EXERCISE
Would you output all the lines below precisely as they stand, leaving each picture out?

+++ RECORDS TO PROCESS

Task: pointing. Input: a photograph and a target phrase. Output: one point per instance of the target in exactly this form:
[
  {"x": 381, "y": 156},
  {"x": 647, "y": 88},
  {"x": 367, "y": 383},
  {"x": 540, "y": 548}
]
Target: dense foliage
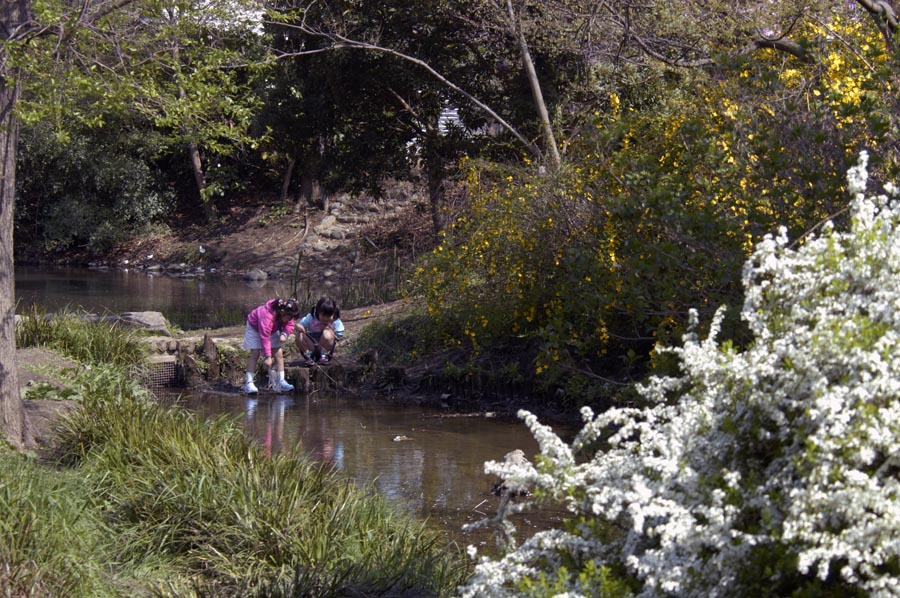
[{"x": 765, "y": 470}]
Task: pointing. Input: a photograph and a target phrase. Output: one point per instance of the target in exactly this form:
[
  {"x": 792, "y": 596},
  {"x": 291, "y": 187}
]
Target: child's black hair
[
  {"x": 287, "y": 306},
  {"x": 326, "y": 306}
]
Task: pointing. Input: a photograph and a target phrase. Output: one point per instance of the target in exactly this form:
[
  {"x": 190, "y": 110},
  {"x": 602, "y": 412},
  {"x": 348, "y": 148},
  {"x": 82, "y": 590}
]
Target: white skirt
[{"x": 252, "y": 339}]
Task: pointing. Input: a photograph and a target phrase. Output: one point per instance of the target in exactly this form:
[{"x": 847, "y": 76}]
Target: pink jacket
[{"x": 266, "y": 322}]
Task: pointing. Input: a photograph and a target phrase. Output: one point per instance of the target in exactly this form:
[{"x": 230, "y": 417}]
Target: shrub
[{"x": 771, "y": 470}]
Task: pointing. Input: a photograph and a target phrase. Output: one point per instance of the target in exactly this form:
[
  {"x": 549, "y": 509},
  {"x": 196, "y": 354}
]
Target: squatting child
[{"x": 319, "y": 331}]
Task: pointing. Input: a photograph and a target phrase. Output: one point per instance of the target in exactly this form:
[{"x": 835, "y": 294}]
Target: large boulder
[{"x": 152, "y": 321}]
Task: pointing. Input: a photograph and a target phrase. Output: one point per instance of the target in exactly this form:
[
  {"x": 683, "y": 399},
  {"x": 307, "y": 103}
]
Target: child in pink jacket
[{"x": 268, "y": 328}]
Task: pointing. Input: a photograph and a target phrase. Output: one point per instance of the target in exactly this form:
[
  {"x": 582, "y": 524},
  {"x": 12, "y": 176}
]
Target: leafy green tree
[
  {"x": 63, "y": 63},
  {"x": 88, "y": 191}
]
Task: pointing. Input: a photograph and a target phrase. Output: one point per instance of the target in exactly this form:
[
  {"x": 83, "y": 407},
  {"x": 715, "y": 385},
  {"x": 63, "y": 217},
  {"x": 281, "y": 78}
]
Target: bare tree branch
[{"x": 339, "y": 41}]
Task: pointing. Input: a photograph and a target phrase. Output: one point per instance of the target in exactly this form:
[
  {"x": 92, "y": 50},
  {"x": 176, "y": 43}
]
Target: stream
[{"x": 425, "y": 461}]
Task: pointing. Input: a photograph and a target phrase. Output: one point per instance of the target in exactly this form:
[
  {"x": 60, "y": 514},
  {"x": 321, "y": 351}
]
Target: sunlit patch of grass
[
  {"x": 72, "y": 334},
  {"x": 201, "y": 494}
]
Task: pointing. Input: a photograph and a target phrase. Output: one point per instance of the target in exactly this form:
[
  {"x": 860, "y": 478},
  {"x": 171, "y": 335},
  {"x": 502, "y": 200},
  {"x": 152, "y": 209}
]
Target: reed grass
[
  {"x": 144, "y": 498},
  {"x": 74, "y": 335},
  {"x": 51, "y": 540},
  {"x": 199, "y": 493}
]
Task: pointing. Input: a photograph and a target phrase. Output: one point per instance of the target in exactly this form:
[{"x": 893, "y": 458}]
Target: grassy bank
[{"x": 139, "y": 498}]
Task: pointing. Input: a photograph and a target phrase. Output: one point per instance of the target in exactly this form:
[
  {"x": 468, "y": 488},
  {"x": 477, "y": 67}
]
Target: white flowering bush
[{"x": 775, "y": 469}]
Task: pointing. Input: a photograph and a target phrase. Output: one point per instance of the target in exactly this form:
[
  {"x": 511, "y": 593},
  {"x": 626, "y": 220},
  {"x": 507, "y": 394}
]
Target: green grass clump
[
  {"x": 76, "y": 336},
  {"x": 51, "y": 540},
  {"x": 203, "y": 498}
]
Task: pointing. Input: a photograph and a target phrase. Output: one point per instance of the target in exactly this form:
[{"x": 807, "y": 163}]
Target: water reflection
[
  {"x": 189, "y": 303},
  {"x": 417, "y": 458}
]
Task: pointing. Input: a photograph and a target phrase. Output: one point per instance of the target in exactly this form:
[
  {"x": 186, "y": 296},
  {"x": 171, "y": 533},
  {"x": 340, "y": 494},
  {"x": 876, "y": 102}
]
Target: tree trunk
[
  {"x": 12, "y": 415},
  {"x": 536, "y": 93},
  {"x": 209, "y": 211},
  {"x": 286, "y": 183}
]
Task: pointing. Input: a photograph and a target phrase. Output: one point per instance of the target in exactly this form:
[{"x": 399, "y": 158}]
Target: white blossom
[{"x": 789, "y": 446}]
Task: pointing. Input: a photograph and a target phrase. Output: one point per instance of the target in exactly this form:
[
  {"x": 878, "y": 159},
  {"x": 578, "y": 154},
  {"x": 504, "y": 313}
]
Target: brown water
[
  {"x": 187, "y": 302},
  {"x": 426, "y": 462}
]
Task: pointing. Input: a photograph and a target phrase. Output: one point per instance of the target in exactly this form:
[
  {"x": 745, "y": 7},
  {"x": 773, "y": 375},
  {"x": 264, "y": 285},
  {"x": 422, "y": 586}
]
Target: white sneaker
[{"x": 283, "y": 386}]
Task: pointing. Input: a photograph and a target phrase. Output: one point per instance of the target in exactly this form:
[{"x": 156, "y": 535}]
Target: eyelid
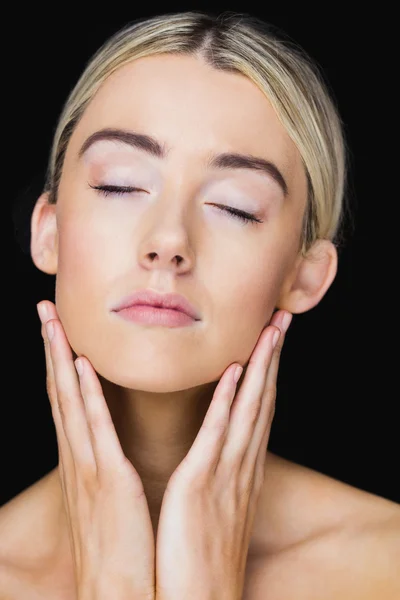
[{"x": 244, "y": 216}]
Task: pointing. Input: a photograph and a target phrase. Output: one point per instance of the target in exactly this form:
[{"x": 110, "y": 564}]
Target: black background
[{"x": 337, "y": 394}]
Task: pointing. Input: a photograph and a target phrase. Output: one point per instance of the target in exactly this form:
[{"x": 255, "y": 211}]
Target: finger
[
  {"x": 105, "y": 441},
  {"x": 70, "y": 402},
  {"x": 256, "y": 453},
  {"x": 250, "y": 404},
  {"x": 64, "y": 451},
  {"x": 202, "y": 459}
]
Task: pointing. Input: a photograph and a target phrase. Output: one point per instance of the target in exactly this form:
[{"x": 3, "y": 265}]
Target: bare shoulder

++++++

OUTPUT FOR THIS TASK
Task: pointing. Input: a photograph and a target phrase. Output: one point per instance of the target in exactly this form:
[
  {"x": 381, "y": 156},
  {"x": 647, "y": 88},
  {"x": 367, "y": 383},
  {"x": 540, "y": 548}
]
Target: dense foliage
[{"x": 765, "y": 470}]
Task: pointing. Input: a photograph and a target phrase. Output: one point per instance of the target in exactly this form:
[
  {"x": 792, "y": 596},
  {"x": 291, "y": 187}
]
Target: child's black hair
[
  {"x": 287, "y": 306},
  {"x": 326, "y": 306}
]
Task: pointing. Input: a photograph and a target phrase. Output: one point per instance of the target in exactly this form:
[
  {"x": 190, "y": 110},
  {"x": 602, "y": 412},
  {"x": 348, "y": 148},
  {"x": 82, "y": 590}
]
Target: white skirt
[{"x": 252, "y": 339}]
Task: pointing. Input: a photograph and a target phrase. Output: one point per instance of the target in exactly this form:
[{"x": 847, "y": 76}]
Target: pink jacket
[{"x": 266, "y": 322}]
Task: pointing. Input: a photograph and a target phrase. Output: one point per instance of the target in exactly this form:
[{"x": 230, "y": 417}]
Target: shrub
[{"x": 771, "y": 470}]
Task: pointing. Input: a photograph and a target phrase. Output: one point per instance of the target in exactly this form:
[
  {"x": 549, "y": 509},
  {"x": 196, "y": 354}
]
Target: squatting child
[{"x": 319, "y": 331}]
Task: pointing. Input: a photograph and a target phrase. Output: one point per instance of the target in exactly this form:
[{"x": 835, "y": 294}]
Target: large boulder
[{"x": 152, "y": 321}]
Task: pointing. Input: a photograph and a target phrase. Output: one point per instance of the target in exactly this form:
[
  {"x": 683, "y": 399},
  {"x": 307, "y": 103}
]
Target: child in pink jacket
[{"x": 268, "y": 328}]
Task: pointing. Input: a photograph and a target phrase. Output: one point per instance of the target in exactly this form:
[
  {"x": 582, "y": 524},
  {"x": 12, "y": 176}
]
Target: leafy green tree
[
  {"x": 63, "y": 63},
  {"x": 88, "y": 191}
]
Task: pointing. Input: a photograph and a target phrase. Output: one point per instance of the target in exactly this form:
[
  {"x": 83, "y": 407},
  {"x": 715, "y": 385},
  {"x": 63, "y": 217},
  {"x": 281, "y": 78}
]
Target: bare tree branch
[{"x": 339, "y": 41}]
Task: pointing. Input: a photograph and a target phrase. Output: one point per instance of the target in exactly this form:
[
  {"x": 92, "y": 50},
  {"x": 176, "y": 43}
]
Target: stream
[{"x": 425, "y": 461}]
Task: pointing. Input: a photograph and a target phrase. Output: one point per instance of the target in exactly this form:
[
  {"x": 60, "y": 514},
  {"x": 321, "y": 351}
]
Target: sunlit patch of grass
[
  {"x": 72, "y": 334},
  {"x": 201, "y": 494}
]
Task: pointing. Input: a photograph and a target phrase. Output: one point per instance of the target in exactly this form:
[
  {"x": 860, "y": 478},
  {"x": 171, "y": 335},
  {"x": 502, "y": 200},
  {"x": 152, "y": 209}
]
Target: reed grass
[
  {"x": 144, "y": 498},
  {"x": 74, "y": 335},
  {"x": 51, "y": 540},
  {"x": 199, "y": 493}
]
Task: pointing. Input: a photograph and a target phrase. Output: one point per instance of the target in exactly this form:
[{"x": 893, "y": 458}]
Target: grassy bank
[{"x": 139, "y": 498}]
Task: pointing. Input: a photograph and a target phrase. Output: one point per instance of the target in exactly this form:
[
  {"x": 468, "y": 488},
  {"x": 477, "y": 67}
]
Target: white flowering bush
[{"x": 775, "y": 469}]
Task: pointing. Input: a photograph and a target phrase. Output: one point per instance of the target in exactly this form:
[
  {"x": 511, "y": 593},
  {"x": 626, "y": 220},
  {"x": 507, "y": 394}
]
Target: green grass clump
[
  {"x": 76, "y": 336},
  {"x": 51, "y": 540},
  {"x": 203, "y": 498}
]
Task: pointing. Input: a photograph and a target phrase. Output: one point per instance of the target in exactly this form:
[{"x": 807, "y": 163}]
Target: water reflection
[
  {"x": 189, "y": 303},
  {"x": 417, "y": 458}
]
Task: pointing. Input: a photograph and a target phrase. Output: one point per instance of the target in exactly this form:
[
  {"x": 186, "y": 296},
  {"x": 171, "y": 533},
  {"x": 340, "y": 494},
  {"x": 876, "y": 102}
]
Target: tree trunk
[
  {"x": 12, "y": 415},
  {"x": 536, "y": 93},
  {"x": 209, "y": 211},
  {"x": 286, "y": 183}
]
Task: pointing. Input: a photograph and a target phrase. Output: one point per instance of the target in exactly this form:
[{"x": 399, "y": 158}]
Target: white blossom
[{"x": 789, "y": 446}]
Task: pointing. Input: a photograph and a target phrase. Output: one point per instance of the target in exactly this form:
[
  {"x": 878, "y": 159},
  {"x": 578, "y": 154},
  {"x": 504, "y": 313}
]
Target: brown water
[
  {"x": 187, "y": 302},
  {"x": 426, "y": 462}
]
Task: pointing. Input: a photograph and a target phrase. Output: one point per instance of the target in exactly this form:
[
  {"x": 745, "y": 7},
  {"x": 773, "y": 375},
  {"x": 264, "y": 285},
  {"x": 422, "y": 586}
]
Target: white sneaker
[{"x": 283, "y": 386}]
Task: pointing. Input: a photograph and a target phrase. Output: one point per instance of the target in exactly this form:
[{"x": 156, "y": 535}]
Target: eyelid
[{"x": 244, "y": 216}]
Task: pointing. Input: a photograph and a target phrase. Output: one point per instance of the target in exactly this form:
[{"x": 110, "y": 564}]
Target: black background
[{"x": 337, "y": 394}]
Task: pointing. Input: a photograph and a target phrase. Output: one point per instance of the target in exactly this form:
[{"x": 255, "y": 211}]
Target: finger
[
  {"x": 105, "y": 441},
  {"x": 70, "y": 402},
  {"x": 256, "y": 453},
  {"x": 250, "y": 404},
  {"x": 64, "y": 451},
  {"x": 202, "y": 459}
]
Task: pointing. Input: a photograph and a target phrase. Output: one point per instance of the target in exactly this form:
[{"x": 3, "y": 265}]
Target: bare shoulder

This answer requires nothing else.